TASK PROMPT> A faithful transcription of all the data is required.

------ INFORMATION SHOWN

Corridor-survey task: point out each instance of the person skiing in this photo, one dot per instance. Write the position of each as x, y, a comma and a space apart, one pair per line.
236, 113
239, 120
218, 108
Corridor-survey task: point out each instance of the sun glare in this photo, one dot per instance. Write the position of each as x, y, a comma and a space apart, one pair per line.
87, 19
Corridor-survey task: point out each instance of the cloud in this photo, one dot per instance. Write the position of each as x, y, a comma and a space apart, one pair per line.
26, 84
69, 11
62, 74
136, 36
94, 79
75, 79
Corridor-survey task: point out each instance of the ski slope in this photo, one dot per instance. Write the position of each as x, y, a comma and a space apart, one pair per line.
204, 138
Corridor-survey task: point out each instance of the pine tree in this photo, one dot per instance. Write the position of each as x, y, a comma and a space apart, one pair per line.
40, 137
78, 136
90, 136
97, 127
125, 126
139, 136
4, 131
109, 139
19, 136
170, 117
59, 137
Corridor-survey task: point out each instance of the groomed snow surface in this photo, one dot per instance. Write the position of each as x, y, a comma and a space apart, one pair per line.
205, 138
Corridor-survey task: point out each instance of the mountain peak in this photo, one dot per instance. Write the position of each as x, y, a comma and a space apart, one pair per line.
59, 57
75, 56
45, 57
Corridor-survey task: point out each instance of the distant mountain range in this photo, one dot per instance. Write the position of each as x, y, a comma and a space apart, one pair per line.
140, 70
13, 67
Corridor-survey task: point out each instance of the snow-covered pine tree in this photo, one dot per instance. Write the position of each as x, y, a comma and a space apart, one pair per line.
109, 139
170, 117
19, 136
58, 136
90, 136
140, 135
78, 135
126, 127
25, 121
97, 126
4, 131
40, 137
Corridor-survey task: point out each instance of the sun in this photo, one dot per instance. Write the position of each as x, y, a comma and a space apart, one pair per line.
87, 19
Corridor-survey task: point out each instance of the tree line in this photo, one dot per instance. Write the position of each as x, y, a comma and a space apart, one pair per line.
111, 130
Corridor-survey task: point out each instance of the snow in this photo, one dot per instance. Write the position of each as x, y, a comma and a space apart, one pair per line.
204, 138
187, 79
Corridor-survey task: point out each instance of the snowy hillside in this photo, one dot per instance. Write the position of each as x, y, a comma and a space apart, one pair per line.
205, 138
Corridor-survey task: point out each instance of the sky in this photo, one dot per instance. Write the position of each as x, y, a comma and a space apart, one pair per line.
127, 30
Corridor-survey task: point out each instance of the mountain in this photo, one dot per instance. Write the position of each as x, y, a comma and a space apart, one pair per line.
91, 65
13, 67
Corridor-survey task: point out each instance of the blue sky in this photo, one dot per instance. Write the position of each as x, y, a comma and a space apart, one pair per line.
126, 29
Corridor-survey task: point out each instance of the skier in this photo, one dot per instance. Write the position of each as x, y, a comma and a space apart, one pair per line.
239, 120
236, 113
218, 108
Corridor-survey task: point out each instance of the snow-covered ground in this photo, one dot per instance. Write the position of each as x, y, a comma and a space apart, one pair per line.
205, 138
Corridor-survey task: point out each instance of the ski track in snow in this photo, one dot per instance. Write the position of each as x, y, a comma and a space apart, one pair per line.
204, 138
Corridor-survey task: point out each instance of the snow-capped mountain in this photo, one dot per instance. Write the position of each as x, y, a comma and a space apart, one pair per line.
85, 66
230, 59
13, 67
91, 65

------------

COMPLETE ANSWER>
Corridor-survey task: point out each instance of the person skiing in this photo, one dot per instance. Write the position of each as x, y, a comma and a space apart, one pair per line.
236, 113
239, 120
218, 108
Corridor-survey task: point out each instance of the sun glare in this photo, one dot per instance. Write the position of each as x, y, a comma and a space apart, one pair per line.
87, 19
Corridor-survey task: point out each instance of the cloud in this photo, one dot per instance. Write the position of each as x, y, a comma and a space apart, one pair per line.
26, 84
69, 11
62, 74
136, 36
94, 79
75, 79
Corridor-survey task: point out each instance of the ski slope in this photo, one dot per instance. Write the position of each as x, y, a comma and a space apart, one pair per line.
204, 138
Corridor-survey task: point out each instance of the pine tree in this photo, one dot per instance. Write the position of each as x, y, a comma and a space apart, one pair per line.
40, 137
78, 136
90, 136
97, 127
125, 126
139, 136
4, 131
109, 139
19, 136
170, 117
59, 137
Corridor-survey task: point out each instance of the groomed snow surface in this photo, one dot per instance. Write the position of each as x, y, a comma and a space apart, one pair per line.
205, 138
Corridor-survey task: point out each instance of the mountain peak in this photo, one dot per instance. Write the position of each as x, y, a comma and a space apart, one pair per line.
59, 57
75, 56
45, 57
Corridor-survey task: point out each instance of the distant mountain range in this photo, one dot per instance. Write the position of each as x, y, a comma and a space apart, one pair per line.
140, 70
13, 67
Corridor-survey task: point out each instance of the snow-covered pine tree in this photo, one dot per instance. Write the position of each as x, y, a comma and a space apart, one pair per line.
109, 139
170, 117
19, 136
58, 136
90, 136
140, 135
78, 135
126, 127
25, 121
97, 126
4, 131
40, 137
Corridor-survey task: point out each instance of the sun in this photo, one dot per instance. Write the position of each as x, y, a comma and a space apart, one pair per line.
87, 19
Corridor-survey task: point out each instance of the tree line in this photo, one dot per instance. Write the position of each as x, y, a comma and a space apart, one pair per line.
111, 130
Corridor-survey task: point out each instance of the snow in this photo, one dot per instance. Write the position of each as x, y, a comma and a space apart, one pair per line.
204, 138
187, 79
Corridor-survey task: point out each instance of the snowy hillside in this photo, one dot per instance. Write the position of each as x, y, a comma and a space apart, one pair per line.
205, 138
Corridor-survey task: point out each instance of the sky in this photo, one dot per instance. Write the position of each as x, y, a comma and a space apart, one pair per line.
127, 30
Corridor-survey task: point out each instance of the mountain in this photo, one dot per instance. Write the position of each as x, y, a comma and a space apart, one pair per line.
91, 65
13, 67
Corridor-survey task: point out each instance of the blue sky in this photo, one dot per instance. Write the position of each as x, y, a comma and a space apart, one pair per line.
126, 29
Corridor-survey task: point out each instance of the skier in this photo, one dot per instance. Write the position of each as x, y, a comma and a space apart, one pair per line.
239, 120
236, 113
218, 108
Corridor-survey task: point out each instance of the snow-covered ground in this photo, one dot per instance. Write the position of each as x, y, a comma and a space apart, one pair per line.
205, 138
Corridor-survey task: point out each instance of the ski track in snow in this photo, one dot per instance. Write the position of each as x, y, a comma and a space apart, one pair per line.
204, 138
Corridor-survey task: point out each instance of the snow-capped mountain in this photo, one dot per instance. Write the position of each as x, y, a comma and a space apart, one pair per line.
85, 66
230, 59
13, 67
91, 65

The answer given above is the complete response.